## [Instructions for the task]
Please print the entries below exactly, from the line with "[locate] woman's braided" through the line with "[locate] wooden panel", including both of those lines and leaving out all others.

-------- Provided information --------

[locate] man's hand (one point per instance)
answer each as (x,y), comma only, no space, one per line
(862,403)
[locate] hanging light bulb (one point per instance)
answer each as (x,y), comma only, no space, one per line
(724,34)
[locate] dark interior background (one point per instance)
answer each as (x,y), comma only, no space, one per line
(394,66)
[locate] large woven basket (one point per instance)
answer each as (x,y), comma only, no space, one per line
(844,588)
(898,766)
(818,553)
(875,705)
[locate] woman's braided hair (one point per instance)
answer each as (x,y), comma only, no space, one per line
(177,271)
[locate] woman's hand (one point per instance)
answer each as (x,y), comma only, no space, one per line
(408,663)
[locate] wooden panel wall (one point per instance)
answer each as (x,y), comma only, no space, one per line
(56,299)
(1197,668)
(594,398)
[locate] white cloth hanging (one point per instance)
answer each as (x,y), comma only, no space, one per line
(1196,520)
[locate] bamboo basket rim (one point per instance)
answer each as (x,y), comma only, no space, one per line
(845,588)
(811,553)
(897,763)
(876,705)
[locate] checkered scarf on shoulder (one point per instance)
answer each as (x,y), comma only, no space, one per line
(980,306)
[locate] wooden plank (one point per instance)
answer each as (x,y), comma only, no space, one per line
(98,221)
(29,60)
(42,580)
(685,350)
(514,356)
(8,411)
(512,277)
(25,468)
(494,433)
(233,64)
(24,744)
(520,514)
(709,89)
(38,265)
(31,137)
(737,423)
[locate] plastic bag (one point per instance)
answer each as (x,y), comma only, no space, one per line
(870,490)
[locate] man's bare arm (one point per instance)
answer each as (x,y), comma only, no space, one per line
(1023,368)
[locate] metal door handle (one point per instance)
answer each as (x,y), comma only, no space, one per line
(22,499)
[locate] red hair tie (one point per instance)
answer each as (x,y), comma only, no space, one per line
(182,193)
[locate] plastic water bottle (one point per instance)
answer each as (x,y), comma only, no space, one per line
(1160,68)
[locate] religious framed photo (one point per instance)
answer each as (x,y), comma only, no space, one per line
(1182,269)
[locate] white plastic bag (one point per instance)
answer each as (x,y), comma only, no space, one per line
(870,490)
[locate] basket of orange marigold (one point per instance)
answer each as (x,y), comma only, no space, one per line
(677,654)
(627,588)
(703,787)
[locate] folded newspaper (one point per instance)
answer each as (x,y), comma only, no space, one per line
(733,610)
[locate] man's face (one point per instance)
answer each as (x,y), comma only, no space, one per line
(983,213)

--------

## [Answer to the problem]
[locate] woman's braided hair (one point per instance)
answer each as (x,y), comma only, no space, one per line
(177,271)
[locate] woman's hand (one point per instance)
answer each as (x,y), comma only, no space, one per line
(408,663)
[locate] wooden panel wall (one point per instance)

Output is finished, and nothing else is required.